> **GIVEN DATA**:
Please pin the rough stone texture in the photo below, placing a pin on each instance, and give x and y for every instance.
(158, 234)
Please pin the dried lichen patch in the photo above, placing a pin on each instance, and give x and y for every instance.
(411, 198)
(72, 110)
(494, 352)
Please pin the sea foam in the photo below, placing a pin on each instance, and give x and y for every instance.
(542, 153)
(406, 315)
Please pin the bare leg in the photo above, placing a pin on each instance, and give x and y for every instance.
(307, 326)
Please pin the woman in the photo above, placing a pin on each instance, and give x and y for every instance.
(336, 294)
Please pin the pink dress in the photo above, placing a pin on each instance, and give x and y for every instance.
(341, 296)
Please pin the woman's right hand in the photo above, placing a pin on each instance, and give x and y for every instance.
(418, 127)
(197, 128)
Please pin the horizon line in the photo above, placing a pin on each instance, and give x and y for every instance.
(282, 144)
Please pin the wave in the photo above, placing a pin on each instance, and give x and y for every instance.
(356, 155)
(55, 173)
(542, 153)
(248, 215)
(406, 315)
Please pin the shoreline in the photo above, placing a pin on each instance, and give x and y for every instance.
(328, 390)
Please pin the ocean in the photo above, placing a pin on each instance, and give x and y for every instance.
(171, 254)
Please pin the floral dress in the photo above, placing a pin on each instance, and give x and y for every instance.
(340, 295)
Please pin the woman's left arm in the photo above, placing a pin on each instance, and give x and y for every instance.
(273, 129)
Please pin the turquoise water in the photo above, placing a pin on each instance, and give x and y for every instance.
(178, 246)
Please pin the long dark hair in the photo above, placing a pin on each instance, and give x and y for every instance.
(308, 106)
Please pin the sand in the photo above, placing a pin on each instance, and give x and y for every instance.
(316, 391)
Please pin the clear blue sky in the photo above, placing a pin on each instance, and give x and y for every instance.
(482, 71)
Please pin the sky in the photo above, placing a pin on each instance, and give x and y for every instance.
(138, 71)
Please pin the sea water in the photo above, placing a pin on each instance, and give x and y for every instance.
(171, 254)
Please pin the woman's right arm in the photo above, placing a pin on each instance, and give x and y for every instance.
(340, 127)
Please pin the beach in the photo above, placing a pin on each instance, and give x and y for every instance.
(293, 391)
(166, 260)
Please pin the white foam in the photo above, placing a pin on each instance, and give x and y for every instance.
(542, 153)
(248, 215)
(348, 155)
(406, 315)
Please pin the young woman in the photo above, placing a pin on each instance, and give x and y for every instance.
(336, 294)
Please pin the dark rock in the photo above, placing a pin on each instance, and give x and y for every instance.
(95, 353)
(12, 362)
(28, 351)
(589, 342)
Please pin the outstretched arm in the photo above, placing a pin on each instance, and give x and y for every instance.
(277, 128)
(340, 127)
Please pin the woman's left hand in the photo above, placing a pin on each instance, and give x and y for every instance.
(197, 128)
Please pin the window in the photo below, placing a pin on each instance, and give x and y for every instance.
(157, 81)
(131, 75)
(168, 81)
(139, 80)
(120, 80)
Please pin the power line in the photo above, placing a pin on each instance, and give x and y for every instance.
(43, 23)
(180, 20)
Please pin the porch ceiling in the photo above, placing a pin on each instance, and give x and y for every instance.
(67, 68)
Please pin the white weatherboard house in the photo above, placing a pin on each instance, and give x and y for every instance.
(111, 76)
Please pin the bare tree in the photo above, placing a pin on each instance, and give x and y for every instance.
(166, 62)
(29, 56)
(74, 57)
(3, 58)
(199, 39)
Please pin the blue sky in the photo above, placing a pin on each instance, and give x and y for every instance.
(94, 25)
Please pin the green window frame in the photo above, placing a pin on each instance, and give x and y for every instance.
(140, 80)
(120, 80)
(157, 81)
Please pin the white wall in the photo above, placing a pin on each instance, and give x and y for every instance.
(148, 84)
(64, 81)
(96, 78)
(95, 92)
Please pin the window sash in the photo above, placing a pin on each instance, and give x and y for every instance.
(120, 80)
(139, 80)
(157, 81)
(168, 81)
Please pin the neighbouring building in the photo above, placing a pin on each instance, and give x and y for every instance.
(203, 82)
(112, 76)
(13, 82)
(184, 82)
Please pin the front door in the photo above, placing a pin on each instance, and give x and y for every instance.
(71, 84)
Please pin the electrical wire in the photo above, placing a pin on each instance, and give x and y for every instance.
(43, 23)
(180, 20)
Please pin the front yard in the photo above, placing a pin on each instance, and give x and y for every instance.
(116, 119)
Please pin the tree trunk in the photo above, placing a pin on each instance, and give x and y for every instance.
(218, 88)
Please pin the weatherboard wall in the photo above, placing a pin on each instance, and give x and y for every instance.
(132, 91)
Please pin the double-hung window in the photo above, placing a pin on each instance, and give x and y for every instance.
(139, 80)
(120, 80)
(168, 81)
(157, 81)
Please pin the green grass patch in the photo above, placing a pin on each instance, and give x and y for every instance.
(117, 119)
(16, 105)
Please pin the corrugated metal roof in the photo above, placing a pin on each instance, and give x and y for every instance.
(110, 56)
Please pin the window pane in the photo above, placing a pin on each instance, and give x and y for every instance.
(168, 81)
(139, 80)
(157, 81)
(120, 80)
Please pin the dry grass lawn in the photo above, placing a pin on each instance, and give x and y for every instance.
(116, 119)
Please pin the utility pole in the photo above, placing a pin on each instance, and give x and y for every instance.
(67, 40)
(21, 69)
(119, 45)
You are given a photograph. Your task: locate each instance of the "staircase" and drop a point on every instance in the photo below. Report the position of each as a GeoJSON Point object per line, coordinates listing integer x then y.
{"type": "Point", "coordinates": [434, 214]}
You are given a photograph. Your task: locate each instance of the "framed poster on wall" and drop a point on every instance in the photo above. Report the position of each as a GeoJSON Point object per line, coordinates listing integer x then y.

> **EXERCISE PROMPT**: Transcribe the full set of records precisely.

> **TASK SOLUTION**:
Please pin the rough stone texture in the photo below, placing a pin on each instance, and give x and y for every instance.
(158, 234)
Please pin the dried lichen patch in the photo above, placing a pin on each instance, and give x and y for every instance.
(411, 198)
(72, 110)
(494, 352)
Please pin the sea foam in the photo below, placing a pin on each instance, and give x and y for every instance.
(542, 153)
(406, 315)
Please pin the bare leg in the photo above, placing a pin on each instance, and give x and y for every instance.
(307, 326)
Please pin the woman in the photo above, placing a pin on each instance, and give x and y for every instance.
(336, 294)
Please pin the pink dress in the photo above, placing a pin on each instance, and give x and y for every instance.
(341, 296)
Please pin the woman's right hand in the photo above, placing a pin on each instance, and give x and y for every instance.
(418, 127)
(197, 128)
Please pin the horizon line in the photo above, placing a pin on each instance, and give x and y for every instance.
(282, 144)
Please pin the wave in the photo above, placing a pin on each instance, and give x and y for every instance.
(356, 155)
(55, 173)
(542, 153)
(248, 215)
(406, 315)
Please pin the shoreline in the photo above, placing a pin on each instance, and give x and y for every instance.
(328, 390)
Please pin the ocean in the photo above, placing a pin on each instance, and give x and y for every instance.
(171, 254)
Please pin the floral dress in the photo above, placing a pin on each instance, and give x and y for every instance.
(340, 295)
Please pin the woman's left arm in the photo above, placing a pin on each instance, and give x and y for every instance.
(273, 129)
Please pin the turquoise water in the photo above, placing a pin on each instance, and give x and y for every instance.
(178, 246)
Please pin the long dark hair in the photo above, placing a pin on each instance, and give x and y for every instance.
(308, 106)
Please pin the sand in the photo above, placing a pin on each instance, and give x and y for every instance.
(316, 391)
Please pin the clear blue sky in the photo above, placing a pin on each instance, and give x and y for every instance.
(482, 71)
Please pin the sky in the photo above, placing a pin on each instance, and give x and y for every instance.
(138, 71)
Please pin the sea water in the photo above, placing a pin on each instance, and give x and y for every instance.
(171, 254)
Please pin the woman's right arm in the photo above, placing a pin on each instance, and give x and y for every instance.
(340, 127)
Please pin the beach in the photo above, placing a pin on each instance, and give x and y for every instance.
(293, 391)
(166, 260)
Please pin the white foam in the photo above, placing a pin on each instance, and give x and y for every instance.
(542, 153)
(248, 215)
(348, 155)
(406, 315)
Please pin the young woman in the photo above, placing a pin on each instance, and give x and y for every instance.
(336, 294)
Please pin the dark rock in the photo above, placing a pin on each instance, and give x and y for every instance.
(95, 353)
(12, 362)
(28, 351)
(589, 342)
Please pin the outstretched arm in the photo above, placing a pin on each instance, and give x and y for every instance.
(277, 128)
(340, 127)
Please pin the woman's left hand in the photo above, placing a pin on each instance, and give x and y for every instance.
(197, 128)
Please pin the window in the photo below, placing a pin on each instance, and give x and y for every instance.
(157, 81)
(131, 75)
(168, 81)
(139, 80)
(120, 80)
Please pin the power line in the photo above, placing a pin on each instance, and give x and y for every instance.
(43, 23)
(180, 20)
Please pin the porch ceiling in the photo above, placing a pin on each instance, and give x and y for every instance.
(67, 68)
Please pin the white weatherboard house in the photo above, placing a pin on each instance, and give x and y for every instance.
(111, 76)
Please pin the bare tree in the photo above, placing a pin on each instance, and give x and y for every instance.
(166, 62)
(29, 56)
(74, 57)
(3, 58)
(199, 39)
Please pin the blue sky in the photo above, placing a pin on each instance, and give x and y for every instance.
(94, 25)
Please pin the green window frame in the photo above, placing a pin on each instance, and give x and y for every instance.
(140, 80)
(120, 80)
(157, 81)
Please pin the white wall in the photo above, placing a pin on each instance, and give x and y for every instance.
(148, 84)
(64, 81)
(96, 78)
(95, 92)
Please pin the window sash in the photo above, placing a pin on each instance, and give x and y for every instance.
(120, 80)
(139, 80)
(157, 81)
(168, 81)
Please pin the neighbouring building in the photo above, placing a pin on each instance, and give x and y for every instance.
(203, 82)
(112, 76)
(13, 82)
(184, 82)
Please pin the front door in the photo above, placing a pin on each instance, and give x and y for every instance.
(71, 84)
Please pin the electrical wire in the photo above, placing a pin on each instance, and give x and y for every instance.
(43, 23)
(180, 20)
Please pin the front yard in the photo above, placing a pin on each instance, and give x and y for every instance.
(116, 119)
Please pin the tree trunk in the photo above, placing a pin on each instance, and give x and y for every instance.
(218, 88)
Please pin the weatherboard wall in the photo above, placing a pin on each instance, and give x and y for every instance.
(132, 91)
Please pin the double-hung window in the photo above, placing a pin on each instance, and give x and y for every instance.
(139, 80)
(120, 80)
(168, 81)
(157, 81)
Please pin the green grass patch in the photo above, placing a pin on each instance, and give x and y for every instance.
(117, 119)
(16, 105)
Please pin the corrugated metal roof in the photo above, placing a pin on each instance, and give x and y for every instance.
(110, 56)
Please pin the window pane in the photo above, placing a pin on each instance, and give x and y for every instance.
(168, 81)
(139, 80)
(157, 81)
(120, 80)
Please pin the dry grass lawn in the photo above, placing a pin on each instance, and give x and y for every instance.
(116, 119)
Please pin the utility pole in the photo above, placing a pin on each instance, and give x and y for every instance.
(67, 40)
(21, 69)
(119, 45)
You are given a photograph. Your task: locate each instance of the "staircase" and drop a point on every instance in the photo below. Report the position of each as a GeoJSON Point object per line, coordinates listing integer x then y.
{"type": "Point", "coordinates": [434, 214]}
You are given a photograph. Your task: locate each instance of the "framed poster on wall" and drop a point on every instance in the photo above. Report the position of each as a GeoJSON Point object per line, coordinates listing integer x then y.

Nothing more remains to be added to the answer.